Requirement:
Copy out each line of the rows below that contains the string "stone". Case counts, so a match must have the same capitals and lowercase letters.

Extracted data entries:
>>

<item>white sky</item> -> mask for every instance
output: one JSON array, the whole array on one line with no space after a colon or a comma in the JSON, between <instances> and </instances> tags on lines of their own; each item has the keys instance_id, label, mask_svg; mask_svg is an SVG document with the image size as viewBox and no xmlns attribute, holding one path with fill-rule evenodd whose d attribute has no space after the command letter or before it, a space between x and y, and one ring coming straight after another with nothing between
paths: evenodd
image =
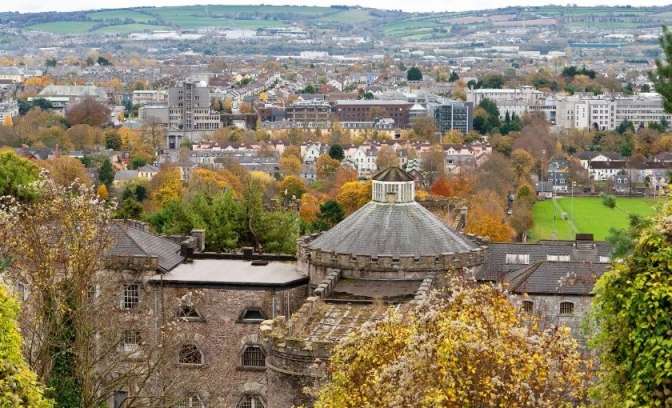
<instances>
[{"instance_id":1,"label":"white sky","mask_svg":"<svg viewBox=\"0 0 672 408\"><path fill-rule=\"evenodd\" d=\"M490 9L506 6L539 6L546 4L578 4L581 6L594 5L632 5L632 6L663 6L670 0L259 0L246 2L244 0L0 0L2 11L72 11L90 10L92 8L120 8L137 6L178 6L191 4L274 4L274 5L311 5L329 6L331 4L360 5L381 9L401 9L404 11L460 11L475 9Z\"/></svg>"}]
</instances>

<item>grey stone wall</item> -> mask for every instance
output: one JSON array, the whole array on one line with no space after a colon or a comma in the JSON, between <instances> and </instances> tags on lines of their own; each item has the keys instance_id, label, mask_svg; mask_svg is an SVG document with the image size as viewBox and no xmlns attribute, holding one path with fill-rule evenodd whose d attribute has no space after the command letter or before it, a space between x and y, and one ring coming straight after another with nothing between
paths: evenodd
<instances>
[{"instance_id":1,"label":"grey stone wall","mask_svg":"<svg viewBox=\"0 0 672 408\"><path fill-rule=\"evenodd\" d=\"M274 290L258 288L163 287L157 291L163 316L177 325L180 341L196 344L204 355L202 367L180 367L178 375L196 375L191 392L208 407L235 407L245 393L273 400L267 394L266 369L242 367L242 352L249 344L261 345L259 323L241 321L246 308L258 308L267 318L293 313L306 298L307 286ZM189 299L201 320L176 318L180 302ZM161 313L154 313L161 315ZM267 405L268 406L268 405Z\"/></svg>"}]
</instances>

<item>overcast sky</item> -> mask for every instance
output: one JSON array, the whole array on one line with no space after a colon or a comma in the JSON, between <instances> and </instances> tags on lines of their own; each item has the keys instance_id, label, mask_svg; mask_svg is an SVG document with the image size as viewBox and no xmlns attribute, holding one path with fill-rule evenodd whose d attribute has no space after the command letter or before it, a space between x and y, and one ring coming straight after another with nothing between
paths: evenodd
<instances>
[{"instance_id":1,"label":"overcast sky","mask_svg":"<svg viewBox=\"0 0 672 408\"><path fill-rule=\"evenodd\" d=\"M178 6L190 4L292 4L329 6L331 4L359 5L383 9L401 9L404 11L460 11L489 9L506 6L539 6L546 4L580 4L593 5L632 5L662 6L670 0L259 0L258 2L241 0L0 0L0 11L72 11L89 10L92 8L119 8L136 6Z\"/></svg>"}]
</instances>

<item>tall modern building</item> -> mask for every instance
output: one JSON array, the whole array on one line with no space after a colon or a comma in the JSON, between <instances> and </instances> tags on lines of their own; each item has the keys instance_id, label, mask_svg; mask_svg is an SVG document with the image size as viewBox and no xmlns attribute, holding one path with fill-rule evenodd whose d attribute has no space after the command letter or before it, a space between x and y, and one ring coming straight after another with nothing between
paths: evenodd
<instances>
[{"instance_id":1,"label":"tall modern building","mask_svg":"<svg viewBox=\"0 0 672 408\"><path fill-rule=\"evenodd\" d=\"M468 133L472 128L474 105L471 102L445 101L434 108L434 120L441 134L449 130Z\"/></svg>"},{"instance_id":2,"label":"tall modern building","mask_svg":"<svg viewBox=\"0 0 672 408\"><path fill-rule=\"evenodd\" d=\"M205 82L184 81L168 90L168 148L179 148L183 140L198 142L220 127Z\"/></svg>"}]
</instances>

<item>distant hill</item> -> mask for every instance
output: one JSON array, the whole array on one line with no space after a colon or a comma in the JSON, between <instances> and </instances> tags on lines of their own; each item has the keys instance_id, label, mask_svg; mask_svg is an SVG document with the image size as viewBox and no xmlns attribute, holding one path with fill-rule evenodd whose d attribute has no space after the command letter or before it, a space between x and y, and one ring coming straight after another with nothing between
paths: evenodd
<instances>
[{"instance_id":1,"label":"distant hill","mask_svg":"<svg viewBox=\"0 0 672 408\"><path fill-rule=\"evenodd\" d=\"M440 39L489 27L561 26L638 29L672 23L663 7L510 7L459 13L405 13L362 7L226 6L138 7L63 13L0 13L0 26L56 34L105 34L200 28L336 28L400 39Z\"/></svg>"}]
</instances>

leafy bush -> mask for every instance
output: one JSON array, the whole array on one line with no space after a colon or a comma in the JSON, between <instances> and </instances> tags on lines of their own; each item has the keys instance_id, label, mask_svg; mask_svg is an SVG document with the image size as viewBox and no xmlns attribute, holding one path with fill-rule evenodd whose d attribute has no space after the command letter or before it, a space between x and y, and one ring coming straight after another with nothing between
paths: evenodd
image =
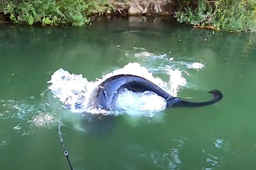
<instances>
[{"instance_id":1,"label":"leafy bush","mask_svg":"<svg viewBox=\"0 0 256 170\"><path fill-rule=\"evenodd\" d=\"M181 6L174 17L180 23L195 27L208 26L216 30L256 32L256 1L199 0L197 9Z\"/></svg>"},{"instance_id":2,"label":"leafy bush","mask_svg":"<svg viewBox=\"0 0 256 170\"><path fill-rule=\"evenodd\" d=\"M89 15L102 14L111 6L107 0L4 0L3 11L15 23L35 23L56 25L71 23L82 26L89 23Z\"/></svg>"}]
</instances>

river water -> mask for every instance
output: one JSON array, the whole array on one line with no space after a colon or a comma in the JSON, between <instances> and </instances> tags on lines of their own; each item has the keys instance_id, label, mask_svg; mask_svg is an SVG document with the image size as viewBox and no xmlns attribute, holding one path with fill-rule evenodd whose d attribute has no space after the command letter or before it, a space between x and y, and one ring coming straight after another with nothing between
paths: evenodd
<instances>
[{"instance_id":1,"label":"river water","mask_svg":"<svg viewBox=\"0 0 256 170\"><path fill-rule=\"evenodd\" d=\"M0 30L2 169L69 169L60 122L75 170L256 168L255 35L133 18L100 18L84 27L0 25ZM122 69L187 100L208 100L213 89L224 97L164 109L153 95L125 94L119 104L134 109L91 125L49 89L58 70L81 74L89 88ZM138 107L150 114L140 115Z\"/></svg>"}]
</instances>

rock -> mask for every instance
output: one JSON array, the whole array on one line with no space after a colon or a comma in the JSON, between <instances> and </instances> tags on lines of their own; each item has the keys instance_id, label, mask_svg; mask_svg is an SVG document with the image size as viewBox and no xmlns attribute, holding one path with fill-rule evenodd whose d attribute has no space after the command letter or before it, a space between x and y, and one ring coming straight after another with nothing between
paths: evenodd
<instances>
[{"instance_id":1,"label":"rock","mask_svg":"<svg viewBox=\"0 0 256 170\"><path fill-rule=\"evenodd\" d=\"M145 8L148 8L150 5L150 2L148 0L143 2L143 6L145 6Z\"/></svg>"},{"instance_id":2,"label":"rock","mask_svg":"<svg viewBox=\"0 0 256 170\"><path fill-rule=\"evenodd\" d=\"M140 9L140 11L142 12L143 11L143 8L142 8L142 7L141 7L141 6L140 6L140 5L138 5L137 6L137 8L139 9Z\"/></svg>"},{"instance_id":3,"label":"rock","mask_svg":"<svg viewBox=\"0 0 256 170\"><path fill-rule=\"evenodd\" d=\"M128 14L131 15L141 15L142 12L138 8L131 6L128 10Z\"/></svg>"},{"instance_id":4,"label":"rock","mask_svg":"<svg viewBox=\"0 0 256 170\"><path fill-rule=\"evenodd\" d=\"M142 13L145 14L147 13L147 8L146 7L144 9L143 9L143 11L142 11Z\"/></svg>"}]
</instances>

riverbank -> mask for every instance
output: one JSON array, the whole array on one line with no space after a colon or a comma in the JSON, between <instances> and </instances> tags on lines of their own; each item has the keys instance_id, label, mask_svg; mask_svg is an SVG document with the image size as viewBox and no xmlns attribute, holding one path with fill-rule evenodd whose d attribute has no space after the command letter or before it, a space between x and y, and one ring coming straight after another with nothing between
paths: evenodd
<instances>
[{"instance_id":1,"label":"riverbank","mask_svg":"<svg viewBox=\"0 0 256 170\"><path fill-rule=\"evenodd\" d=\"M0 21L43 25L91 24L95 16L171 16L194 27L256 32L253 0L4 0ZM92 22L93 24L93 22Z\"/></svg>"}]
</instances>

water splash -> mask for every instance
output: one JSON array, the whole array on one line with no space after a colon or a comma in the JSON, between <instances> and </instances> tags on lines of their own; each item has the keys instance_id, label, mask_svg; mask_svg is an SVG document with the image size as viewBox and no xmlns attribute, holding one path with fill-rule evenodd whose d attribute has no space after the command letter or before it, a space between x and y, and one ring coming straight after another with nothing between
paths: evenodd
<instances>
[{"instance_id":1,"label":"water splash","mask_svg":"<svg viewBox=\"0 0 256 170\"><path fill-rule=\"evenodd\" d=\"M172 70L170 68L166 70L172 78L171 83L154 77L153 73L149 72L146 67L137 63L129 63L123 68L103 75L101 79L97 79L94 82L89 82L81 74L71 74L61 68L53 73L48 83L51 84L49 89L51 91L54 97L58 98L66 108L70 109L72 112L107 114L108 112L106 111L94 109L88 107L92 92L100 83L115 75L130 74L144 78L172 94L177 95L179 86L184 85L186 79L182 77L181 71ZM152 102L153 101L154 102ZM150 113L147 114L150 116L152 116L152 113L160 111L166 108L165 100L149 91L140 93L125 91L119 97L117 104L125 110L138 111L130 112L128 114L141 114L147 111Z\"/></svg>"}]
</instances>

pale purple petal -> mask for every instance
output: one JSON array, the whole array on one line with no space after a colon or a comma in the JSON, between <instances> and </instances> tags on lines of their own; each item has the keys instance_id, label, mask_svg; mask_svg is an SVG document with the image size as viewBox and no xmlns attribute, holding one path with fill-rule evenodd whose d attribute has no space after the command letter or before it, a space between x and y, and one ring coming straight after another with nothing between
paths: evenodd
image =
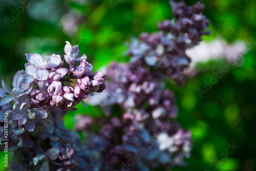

<<

Right answer:
<item>grey stone wall</item> -> mask for every instance
[{"instance_id":1,"label":"grey stone wall","mask_svg":"<svg viewBox=\"0 0 672 408\"><path fill-rule=\"evenodd\" d=\"M274 290L258 288L163 287L157 291L163 316L177 325L180 341L196 344L204 355L202 367L180 367L178 375L196 375L191 392L208 407L235 407L245 393L273 400L267 394L266 369L242 367L242 352L249 344L261 345L259 323L241 321L246 308L258 308L267 318L293 313L306 298L307 286ZM189 299L201 320L176 318L180 302ZM161 313L154 313L161 315ZM267 405L268 406L268 405Z\"/></svg>"}]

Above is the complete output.